#### [Trecho do documento]
= = = = = = =

É um coquetel molotov: preconceito, violência, maratona sexual e transformação radical do corpo. Esses são os ingredientes da vida de adolescentes que se travestem de mulher e vendem o corpo nas ruas do centro de São Paulo.
Largaram o estudo cedo, alguns na 6ª ou 8ª série. Renata Veríssimo, 21 (os nomes de batismo dos travestis não estão aqui a pedido deles), é uma das poucas que terminou o 2º grau.
Algumas frequentaram a escola como travestis e, em geral, eram ridicularizadas por colegas e professores.
Dizem que se prostituem pelo dinheiro "fácil" -ganham até R$ 4.000 por mês. Garantem que largarão essa vida depois de juntar muito dinheiro. Mas enquanto isso não acontece, enfrentam um dia-a-dia pesado.
Atendem, em média, quatro clientes por dia. A maioria na faixa de 35 anos. Há dias em que fazem até 13 programas. "Esse foi o meu recorde", diz Renata. Cobram de R$ 50 a R$ 70.
Dizem que é comum, durante o trabalho, a polícia levá-los em um camburão até o Pico do Jaraguá, um local ermo na zona noroeste de São Paulo, de madrugada, e deixá-las no meio do mato. No caminho, "os policiais xingam, espancam", diz um dos jovens travestis.
Há também os clientes violentos: "Às vezes, o cara não quer pagar e bate na gente. Um já colocou revólver para mim: fiquei quieta, não falei nada", conta Renata.

= = = = = = =

#### [Listagem apresentada]
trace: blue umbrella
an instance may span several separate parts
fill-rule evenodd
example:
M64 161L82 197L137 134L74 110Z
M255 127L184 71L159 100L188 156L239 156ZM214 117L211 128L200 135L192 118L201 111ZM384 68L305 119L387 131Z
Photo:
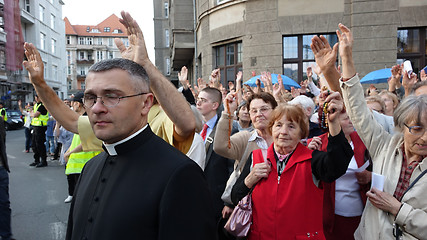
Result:
M366 76L364 76L360 80L360 83L362 83L362 84L365 84L365 83L371 83L371 84L387 83L387 80L390 77L391 77L391 68L384 68L384 69L375 70L375 71L372 71L372 72L366 74Z
M278 74L275 74L275 73L271 74L271 82L273 84L278 83L277 76ZM298 83L296 83L294 80L292 80L290 77L285 75L280 75L280 76L282 76L283 86L285 86L285 89L291 90L291 87L301 88L301 86ZM261 80L261 75L251 77L248 81L244 82L243 84L249 85L251 87L256 87L257 79ZM261 87L264 87L264 84L262 82L261 82Z

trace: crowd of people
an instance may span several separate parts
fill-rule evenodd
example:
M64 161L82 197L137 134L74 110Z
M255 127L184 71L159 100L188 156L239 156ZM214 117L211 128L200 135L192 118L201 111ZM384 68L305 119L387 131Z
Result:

= = = = = = =

#### [Tarefas propostas]
1 – Responda às perguntas abaixo com base no texto sobre adolescentes travestis no centro de São Paulo.
(a) Até quanto eles ganham por mês, segundo o texto?
(b) Quantos clientes atendem, em média, por dia?
(c) Para que local a polícia os leva de camburão durante a madrugada?
2 – Dê continuidade ao texto sobre adolescentes travestis no centro de São Paulo a partir da última frase apresentada.

#### [Respostas dos exercícios]
1 –
(a) Até R$ 4.000 por mês.
(b) Quatro clientes por dia.
(c) Para o Pico do Jaraguá, um local ermo na zona noroeste de São Paulo.

2 –
Carmita Abdo, psiquiatra e coordenadora do Projeto Sexualidade do Hospital das Clínicas, diz que essa situação é mais grave devido a pouca idade: "São indefesos, imaturos, têm menos preparo para a vida e mais tendência a se envolver com deliquência, drogas".
A história de como viraram travestis é parecida: desde crianças já agiam como meninas. Milena Rios, 19, levava toalha e ursinho para enfeitar a mesa na escola. Danielle Simpson, 17, vestia as roupas da mãe e brincava de casinha.
"Há uma dificuldade de identidade sexual na fase da pré-puberdade, que é passageira", diz Carmita. "Mas, às vezes, é o prenúncio de um problema mais sério, um transtorno de identidade sexual em plena infância."
As relações homossexuais ocorreram também muito cedo -aos 10 anos para Milena Rios-, assim como o consumo de hormônio feminino. "Comecei a tomar aos 10, por influência de um travesti mais velho", conta Danielle.
O hormônio feminino (estrógeno) estimula o crescimento de seios, afina a voz, amacia a pele, inibe o surgimento de pêlos, diminui os músculos e torna o corpo mais feminino.
"Depois que você se transforma, é incrível. Já parte para trabalhar na rua porque ninguém dá outra oportunidade. Ninguém dá crédito para um travesti", diz Renata.
Família
Diferentemente da maioria, Danielle teve a aceitação da família. O pai, médico, até indicou o hormônio com menos efeitos colaterais.
Já o pai da gaúcha Bruna Dumont, 19, militar, expulsou-a de casa aos 16. "Resolvi viajar o Brasil todo fazendo programa. Fui ao Acre, Amapá, Santa Catarina, Rio etc.", diz ela.
A relação tempestuosa que Renata tinha com o pai foi abrandada pelo dinheiro. "Reformei a casa onde ele mora em Fernandópolis (SP). Agora, ele me chama de Rê, Renatinha. É uma hipocrisia."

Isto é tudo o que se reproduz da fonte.